--- THE DATA ---
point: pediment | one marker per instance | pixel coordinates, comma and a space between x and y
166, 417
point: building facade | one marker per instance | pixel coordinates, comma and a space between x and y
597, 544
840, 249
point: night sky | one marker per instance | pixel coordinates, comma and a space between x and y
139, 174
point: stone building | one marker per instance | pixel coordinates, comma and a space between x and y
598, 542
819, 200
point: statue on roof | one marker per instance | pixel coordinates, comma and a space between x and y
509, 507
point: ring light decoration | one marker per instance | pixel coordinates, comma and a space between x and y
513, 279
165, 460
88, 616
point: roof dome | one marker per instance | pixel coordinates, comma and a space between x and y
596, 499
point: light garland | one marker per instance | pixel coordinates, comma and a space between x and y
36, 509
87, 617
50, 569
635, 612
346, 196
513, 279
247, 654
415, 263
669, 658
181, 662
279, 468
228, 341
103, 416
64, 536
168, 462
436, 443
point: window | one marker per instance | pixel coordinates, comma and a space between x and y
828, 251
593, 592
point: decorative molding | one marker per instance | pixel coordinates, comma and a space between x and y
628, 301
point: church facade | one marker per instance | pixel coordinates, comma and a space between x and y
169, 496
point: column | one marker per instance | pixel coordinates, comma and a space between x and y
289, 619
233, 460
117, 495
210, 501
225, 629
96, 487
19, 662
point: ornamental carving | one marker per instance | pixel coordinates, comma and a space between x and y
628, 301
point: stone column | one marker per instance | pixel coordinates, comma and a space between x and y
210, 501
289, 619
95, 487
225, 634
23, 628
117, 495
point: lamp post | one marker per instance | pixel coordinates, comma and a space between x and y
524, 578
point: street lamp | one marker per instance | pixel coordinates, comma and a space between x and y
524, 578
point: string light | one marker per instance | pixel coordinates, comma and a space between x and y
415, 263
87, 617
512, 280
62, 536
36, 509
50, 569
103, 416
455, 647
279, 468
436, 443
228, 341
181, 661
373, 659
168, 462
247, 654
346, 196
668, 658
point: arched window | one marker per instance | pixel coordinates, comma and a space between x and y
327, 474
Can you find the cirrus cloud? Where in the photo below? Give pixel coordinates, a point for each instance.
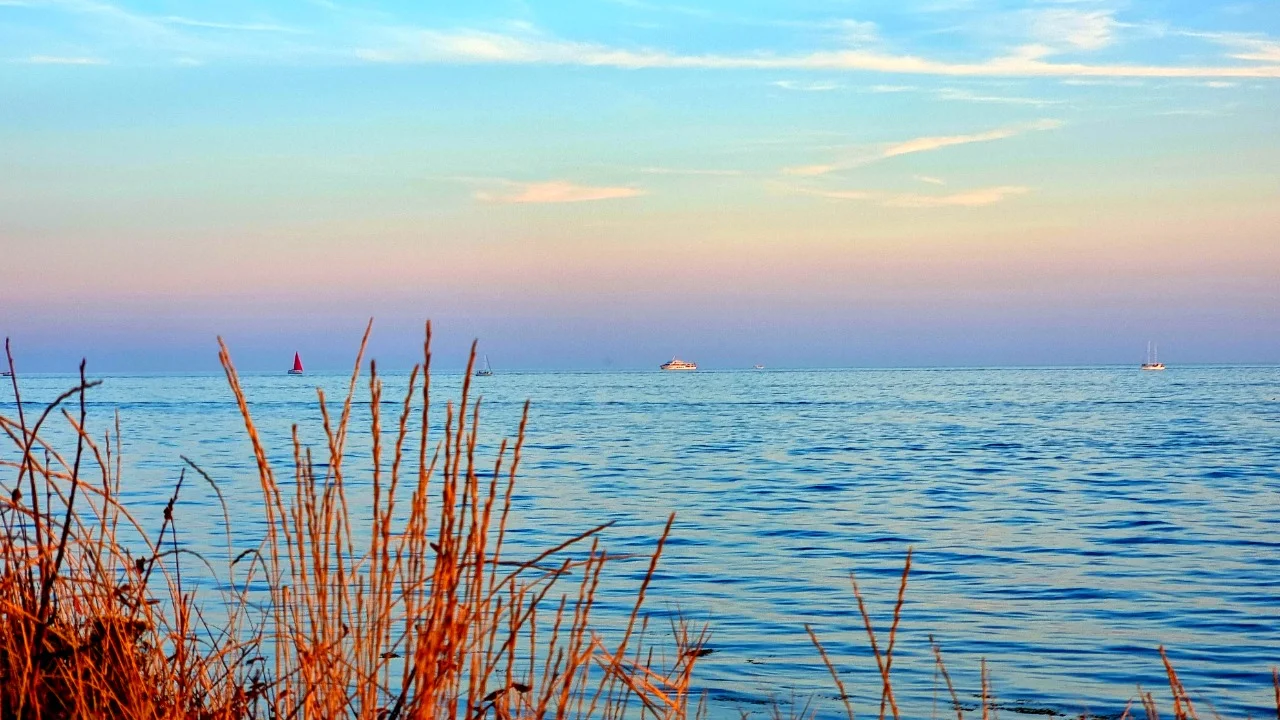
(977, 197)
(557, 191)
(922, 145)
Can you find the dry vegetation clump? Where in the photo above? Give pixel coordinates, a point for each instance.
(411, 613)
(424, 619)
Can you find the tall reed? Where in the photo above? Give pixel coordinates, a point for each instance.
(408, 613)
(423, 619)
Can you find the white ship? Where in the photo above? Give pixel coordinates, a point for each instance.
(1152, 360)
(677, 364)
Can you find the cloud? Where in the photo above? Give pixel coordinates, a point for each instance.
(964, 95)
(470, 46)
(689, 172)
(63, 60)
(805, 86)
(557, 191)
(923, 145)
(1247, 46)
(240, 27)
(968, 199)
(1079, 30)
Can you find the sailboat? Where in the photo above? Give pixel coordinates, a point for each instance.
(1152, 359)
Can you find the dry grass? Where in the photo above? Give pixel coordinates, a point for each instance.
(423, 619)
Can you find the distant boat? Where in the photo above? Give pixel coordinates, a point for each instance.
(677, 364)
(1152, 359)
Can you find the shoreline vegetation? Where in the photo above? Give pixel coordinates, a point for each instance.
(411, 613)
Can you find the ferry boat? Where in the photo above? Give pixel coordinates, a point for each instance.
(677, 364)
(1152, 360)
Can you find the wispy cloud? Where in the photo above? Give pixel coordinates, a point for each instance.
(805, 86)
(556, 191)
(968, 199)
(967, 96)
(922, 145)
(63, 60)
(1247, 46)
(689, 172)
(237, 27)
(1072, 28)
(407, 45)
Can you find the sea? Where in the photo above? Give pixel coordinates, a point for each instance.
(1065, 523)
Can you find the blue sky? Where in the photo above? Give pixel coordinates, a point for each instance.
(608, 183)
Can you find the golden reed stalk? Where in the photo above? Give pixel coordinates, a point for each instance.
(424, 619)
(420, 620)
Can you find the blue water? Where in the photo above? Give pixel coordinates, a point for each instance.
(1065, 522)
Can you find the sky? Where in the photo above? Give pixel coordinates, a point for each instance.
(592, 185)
---
WORK REQUIRED ▸ Images are to be left out when the records above are written out again exactly.

ANSWER ▸
point: pediment | one marker per instance | pixel coordinates, comma and a space between x and y
166, 417
point: building facade | one marker per instance | pixel coordinates, comma and a space between x and y
597, 544
840, 249
point: night sky | one marker per instance | pixel coordinates, comma and a space between x and y
139, 174
point: stone building | one marker per instance | pixel coordinates, comma and a space between x and y
598, 542
819, 200
point: statue on roof | one marker per instance | pixel coordinates, comma and a space between x and y
509, 507
point: ring light decoration | one marker per instance | pixel coordinates, comma and a space between x and y
513, 279
165, 460
88, 616
point: roof dome | one marker per instance | pixel coordinates, comma and a space between x and y
596, 499
point: light garland | one marker per instance | pixel coordinates, comma and a space between x and y
36, 509
87, 617
50, 569
635, 612
346, 196
513, 279
247, 654
415, 263
669, 658
181, 662
279, 468
228, 341
103, 416
64, 536
168, 462
436, 443
point: window | one marker per instance | pixel coordinates, comma and a space between x and y
828, 251
593, 592
point: decorative molding | one marker per instance | pixel coordinates, comma and a space between x and y
628, 301
point: church facade | one marker per instance | pixel coordinates, comma and a space between x and y
169, 496
point: column | one marker per instance | pixel coordinates, comma and a space between x and y
289, 619
233, 460
117, 495
210, 501
225, 629
96, 487
19, 662
point: ornamental carving | one marker per instance | pixel coordinates, comma and a space between x and y
628, 301
point: stone column | one marker per instance | pixel coordinates, comma and a space between x and y
210, 501
289, 619
95, 487
225, 634
23, 628
117, 495
point: lamp post | one marker per instance | pixel coordinates, comma and a space between x and y
524, 578
point: street lamp | one marker per instance | pixel coordinates, comma and a space between x and y
524, 578
point: string light | one marker per instance | pixel coordinates, comma and a space between x and y
415, 263
87, 617
512, 280
62, 536
36, 509
50, 569
103, 416
455, 647
279, 468
436, 443
228, 341
181, 661
373, 659
168, 462
247, 654
346, 196
668, 658
point: arched window | one marker per instance | pixel coordinates, comma and a space between x and y
327, 474
Can you find the cirrus cloud? Where in the photo below? Give pixel coordinates, a point for each instance.
(977, 197)
(557, 191)
(922, 145)
Can you find the dry vegetation clump? Where in the photo above? Give pixel coordinates, a point for each instance.
(411, 613)
(424, 619)
Can you find the tall reed? Where in the photo above? Give pixel coordinates, a point for each instance.
(408, 613)
(423, 619)
Can you find the white ship? Where in the photo above? Give pixel coordinates, a point for each instance.
(1152, 360)
(677, 364)
Can you find the cloud? Where in the photo above? Give pixel coordinates, a point for each instance.
(964, 95)
(470, 46)
(689, 172)
(63, 60)
(805, 86)
(557, 191)
(923, 145)
(1247, 46)
(240, 27)
(968, 199)
(1079, 30)
Can you find the sailboat? Where in the photo above? Give pixel coordinates, a point for each instance.
(1152, 359)
Can you find the dry grass? Where in the photo above? Give pixel coordinates, a point for each instance.
(423, 619)
Can you find the distant boat? Where in the photo above? Give pixel coordinates, a point for each instance.
(677, 364)
(1152, 359)
Can you find the shoreline vegetation? Where in the photo above? Give pixel coordinates, a point for each instance.
(411, 613)
Can you find the ferry boat? Where in the photo above? Give pixel coordinates, a point for each instance.
(677, 364)
(1152, 360)
Can you find the wispy cloud? Where in the photo above? Give pixel coordinates, a point for each instance.
(805, 86)
(556, 191)
(968, 199)
(967, 96)
(922, 145)
(63, 60)
(1247, 46)
(689, 172)
(237, 27)
(1072, 28)
(407, 45)
Can you find the sea? Where in the photo above? Give pixel coordinates, a point for each instance.
(1065, 523)
Can you find the blue sky? Where in the photo above? Give pixel coordinates, a point for each instance.
(608, 183)
Can you find the golden reed stalk? Where in the photo above? Give pixel coordinates, a point for each instance.
(424, 619)
(420, 620)
Can you find the blue water? Where in the photo above? Give pixel coordinates, a point for each instance.
(1065, 522)
Can you find the sky? Where in the photo above? Give pixel coordinates, a point for each instance.
(592, 185)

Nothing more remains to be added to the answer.